Exactly as written, set down each line of the data below except its pictures.

◇ ◇ ◇

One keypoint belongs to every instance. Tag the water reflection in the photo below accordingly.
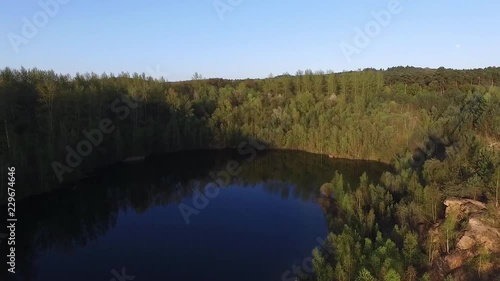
(267, 215)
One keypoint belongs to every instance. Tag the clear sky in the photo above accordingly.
(244, 38)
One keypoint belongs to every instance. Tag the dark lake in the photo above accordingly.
(156, 220)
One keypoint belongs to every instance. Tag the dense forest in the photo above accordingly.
(439, 128)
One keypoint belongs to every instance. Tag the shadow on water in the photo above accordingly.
(69, 220)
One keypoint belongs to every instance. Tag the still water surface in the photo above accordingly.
(265, 219)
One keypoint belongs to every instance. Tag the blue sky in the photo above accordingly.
(250, 39)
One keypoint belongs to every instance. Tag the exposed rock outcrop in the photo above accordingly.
(477, 245)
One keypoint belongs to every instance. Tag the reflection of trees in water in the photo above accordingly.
(68, 219)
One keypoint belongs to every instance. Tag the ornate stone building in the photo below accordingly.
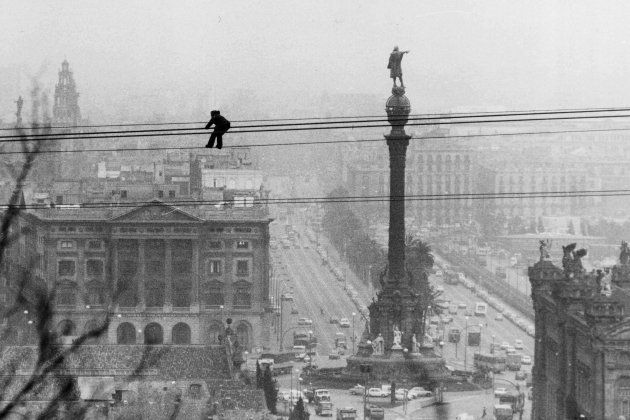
(582, 346)
(66, 112)
(435, 165)
(165, 274)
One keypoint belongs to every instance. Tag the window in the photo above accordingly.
(153, 334)
(126, 334)
(66, 268)
(214, 266)
(242, 267)
(94, 268)
(242, 297)
(194, 391)
(66, 297)
(95, 295)
(181, 334)
(214, 296)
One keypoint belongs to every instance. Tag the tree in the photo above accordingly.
(271, 393)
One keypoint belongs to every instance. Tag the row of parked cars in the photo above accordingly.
(496, 303)
(385, 391)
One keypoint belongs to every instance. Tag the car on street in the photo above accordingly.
(402, 394)
(418, 391)
(520, 375)
(358, 389)
(498, 392)
(377, 392)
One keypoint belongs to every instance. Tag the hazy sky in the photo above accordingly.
(472, 55)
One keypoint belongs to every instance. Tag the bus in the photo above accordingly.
(485, 362)
(481, 309)
(450, 277)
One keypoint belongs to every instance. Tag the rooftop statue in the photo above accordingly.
(544, 248)
(394, 65)
(572, 260)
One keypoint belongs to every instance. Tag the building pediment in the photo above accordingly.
(619, 331)
(156, 211)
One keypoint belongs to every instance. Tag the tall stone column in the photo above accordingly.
(195, 277)
(142, 270)
(168, 276)
(398, 108)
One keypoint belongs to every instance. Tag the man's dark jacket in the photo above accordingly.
(220, 123)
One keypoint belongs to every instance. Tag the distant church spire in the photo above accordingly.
(66, 110)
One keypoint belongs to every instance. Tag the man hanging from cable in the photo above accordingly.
(221, 126)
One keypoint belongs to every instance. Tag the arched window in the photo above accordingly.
(153, 334)
(66, 328)
(214, 331)
(242, 296)
(126, 333)
(181, 333)
(92, 327)
(242, 333)
(94, 293)
(213, 294)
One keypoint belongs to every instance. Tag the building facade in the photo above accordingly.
(164, 274)
(582, 345)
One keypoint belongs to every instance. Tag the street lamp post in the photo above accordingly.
(466, 345)
(353, 337)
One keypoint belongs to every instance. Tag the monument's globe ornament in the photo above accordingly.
(398, 108)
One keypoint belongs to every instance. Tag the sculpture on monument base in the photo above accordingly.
(379, 345)
(397, 338)
(544, 248)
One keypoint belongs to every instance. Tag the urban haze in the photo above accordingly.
(450, 247)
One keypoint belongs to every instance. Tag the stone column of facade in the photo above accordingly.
(194, 307)
(114, 286)
(82, 276)
(168, 276)
(141, 276)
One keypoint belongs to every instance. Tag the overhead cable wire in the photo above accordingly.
(312, 126)
(323, 142)
(340, 199)
(429, 115)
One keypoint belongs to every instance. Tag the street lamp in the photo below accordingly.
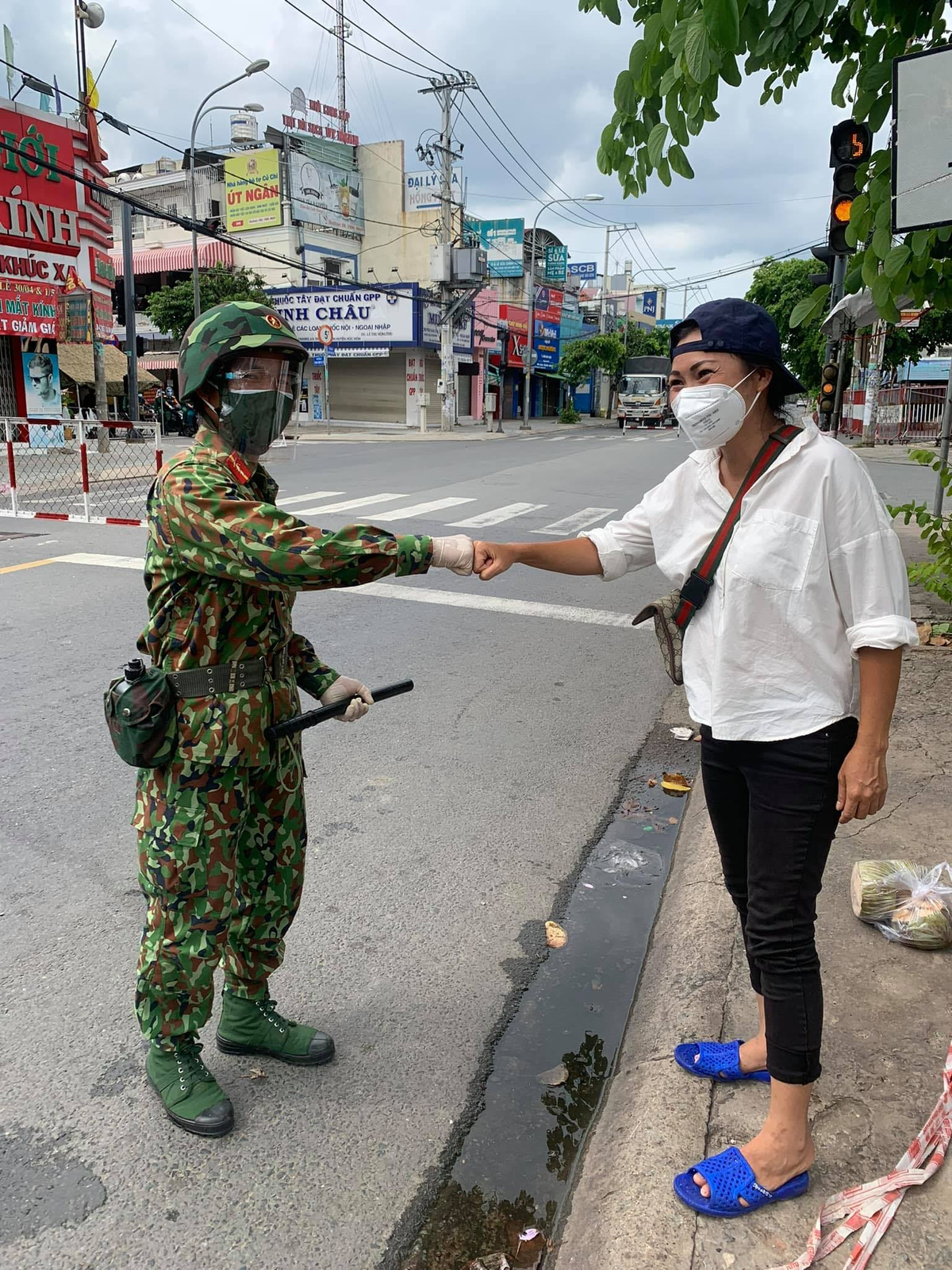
(527, 385)
(260, 64)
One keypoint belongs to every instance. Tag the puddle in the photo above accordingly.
(501, 1202)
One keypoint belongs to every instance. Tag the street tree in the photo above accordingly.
(689, 48)
(778, 287)
(173, 309)
(594, 353)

◇ ◇ ◇

__Answer box__
One keypoint belongs to every instance. Tag the water reflection in the photo below accordingly.
(267, 215)
One keypoint belongs to every instance. Tag the clear sky in the photo above accordingly.
(244, 38)
One keypoint belongs to every instance. Tag the dark lake in the photo above accordingly.
(156, 220)
One keypoint belongs to every instance. Tag the dense forest in the photo above accordingly.
(439, 128)
One keypoint belongs to every instance. Tag the shadow on water in the photo above accordingly.
(69, 220)
One keypoint belongs to every instance. Tag the still water surface in the photo above accordingly.
(265, 219)
One keypoint belongs to every instance. Tag the blue sky in the photo above accordingly.
(250, 39)
One keypoint belongs to every instance. Tag the exposed rock outcrop in the photo above accordingly.
(477, 245)
One keypoint belongs to every instance. Tag the reflection of trees in water in the photo above accordingly.
(68, 219)
One keypoint belongs to every instance. Tag the ornate stone building in the photo below accordingly.
(582, 346)
(66, 112)
(435, 165)
(165, 274)
One keypoint belongs to every instance. Tag the window in the photo above accordingly.
(153, 334)
(126, 334)
(66, 268)
(214, 266)
(242, 267)
(94, 268)
(242, 297)
(194, 391)
(66, 297)
(95, 295)
(181, 334)
(214, 296)
One keypoint belongs to every instance. Tag the tree in the photo above accordingly.
(271, 393)
One keypoint belongs to every instance. Tag the row of parked cars in the photo above accordingly.
(496, 303)
(385, 391)
One keypoint belongs to every instance. Tag the car on street in the photo above accordingly.
(402, 394)
(418, 391)
(520, 375)
(358, 389)
(498, 392)
(377, 392)
One keypoint belongs to every instance. Tag the hazy sky in the photo above accordingly.
(472, 55)
One keypoint belongs to every instance. Tag the bus in the photo above accordingly.
(485, 362)
(481, 309)
(450, 277)
One keypoint belongs to every instance. Tag the rooftop statue in the photo above accordingly.
(544, 248)
(394, 65)
(572, 260)
One keypoint belongs to every instance. Tag the building pediment in the photo above accordingly.
(619, 331)
(156, 211)
One keypoint belongs to every instance. Tag the tall stone column in the photo above accordingly.
(195, 277)
(142, 270)
(168, 276)
(398, 108)
One keypoint belongs to every instance. Tag the man's dark jacket in the photo above accordingly.
(220, 123)
One keypoint belongs to every instance. Tag the distant church spire in the photo above accordingly.
(66, 110)
One keypoint belongs to every instance. Tag the man hanging from cable in the photo above accordingly.
(221, 126)
One keypoint belongs to every instance. Tag the arched window in the photo above accordingly.
(153, 334)
(66, 328)
(214, 331)
(242, 296)
(126, 333)
(181, 333)
(92, 327)
(242, 333)
(94, 293)
(213, 294)
One keypoint belongs to every instance. Tag the building facade in the photo above accordingly.
(164, 274)
(582, 345)
One keypoint belongs to every instance. Tag the street lamp post in the photo above accordingly.
(466, 345)
(353, 337)
One keypoint belongs to every instance. Tag the monument's globe ornament in the photo above accordingly.
(398, 108)
One keypoint belongs to every instance. Tag the sculpture on monument base in the photo above accordingly.
(379, 345)
(397, 338)
(544, 248)
One keypoint belongs to every instance. Tag the urban haze in the photo above accordingly.
(450, 247)
One keypoint belongs to every instance. Tag the stone column of facade in the photo above accordingly.
(194, 307)
(114, 286)
(82, 276)
(168, 276)
(141, 276)
One keypoint belongs to every instance. Tag the overhead cable wire in the photo above accordingly.
(312, 126)
(323, 142)
(340, 199)
(429, 115)
One keypoint belongs to every instance. Tag the street lamp in the photo below accordingly.
(527, 385)
(260, 64)
One keypoint belongs to every instance. Tag the puddle in the photo above accordingly.
(501, 1202)
One keypoint belongs to every instance. Tag the street tree in the photo above accordingly.
(689, 48)
(778, 287)
(173, 309)
(594, 353)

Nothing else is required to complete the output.